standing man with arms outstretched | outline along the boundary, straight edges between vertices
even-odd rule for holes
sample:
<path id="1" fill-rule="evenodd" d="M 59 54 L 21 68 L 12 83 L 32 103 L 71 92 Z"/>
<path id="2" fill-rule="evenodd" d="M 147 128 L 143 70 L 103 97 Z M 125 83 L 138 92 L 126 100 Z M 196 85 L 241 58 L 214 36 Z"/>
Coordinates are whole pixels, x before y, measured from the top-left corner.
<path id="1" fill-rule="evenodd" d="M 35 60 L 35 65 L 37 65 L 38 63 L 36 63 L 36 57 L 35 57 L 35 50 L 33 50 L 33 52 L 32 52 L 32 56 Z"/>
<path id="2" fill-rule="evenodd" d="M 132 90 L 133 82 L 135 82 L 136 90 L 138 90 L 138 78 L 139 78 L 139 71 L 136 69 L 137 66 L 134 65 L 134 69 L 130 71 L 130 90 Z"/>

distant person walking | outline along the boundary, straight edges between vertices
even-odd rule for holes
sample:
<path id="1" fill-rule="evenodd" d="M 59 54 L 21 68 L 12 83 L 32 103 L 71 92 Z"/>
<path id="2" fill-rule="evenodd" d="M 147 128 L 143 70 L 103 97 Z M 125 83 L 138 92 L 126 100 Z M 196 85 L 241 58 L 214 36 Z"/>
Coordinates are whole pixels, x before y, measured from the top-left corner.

_ _ _ _

*WHAT TO WORK ON*: Rewrite all of the material above with "straight edges" swapped for "line segments" everywhere it appears, leaving every other character untouched.

*COMPLETE RESPONSE*:
standing man with arms outstretched | outline along the boundary, line segments between vertices
even-odd rule for holes
sample:
<path id="1" fill-rule="evenodd" d="M 59 54 L 21 68 L 12 83 L 32 103 L 71 92 Z"/>
<path id="2" fill-rule="evenodd" d="M 147 128 L 143 70 L 103 97 Z M 125 83 L 138 92 L 126 100 Z M 196 85 L 241 58 L 214 36 Z"/>
Coordinates are whole pixels, x before y, measured from the top-left corner.
<path id="1" fill-rule="evenodd" d="M 35 60 L 35 65 L 37 65 L 38 63 L 36 63 L 36 57 L 35 57 L 35 50 L 33 50 L 33 52 L 32 52 L 32 56 Z"/>
<path id="2" fill-rule="evenodd" d="M 132 90 L 133 82 L 135 82 L 136 90 L 138 90 L 138 78 L 139 78 L 139 71 L 136 69 L 137 66 L 134 65 L 134 69 L 130 71 L 130 90 Z"/>

distant person walking | outline along the boundary, line segments between vertices
even-odd rule for holes
sample:
<path id="1" fill-rule="evenodd" d="M 59 54 L 21 68 L 12 83 L 32 103 L 71 92 Z"/>
<path id="2" fill-rule="evenodd" d="M 147 128 L 143 70 L 103 97 Z M 125 83 L 138 92 L 126 100 Z M 196 85 L 241 58 L 214 36 Z"/>
Coordinates are whole pixels, x before y, measured from the top-left corner.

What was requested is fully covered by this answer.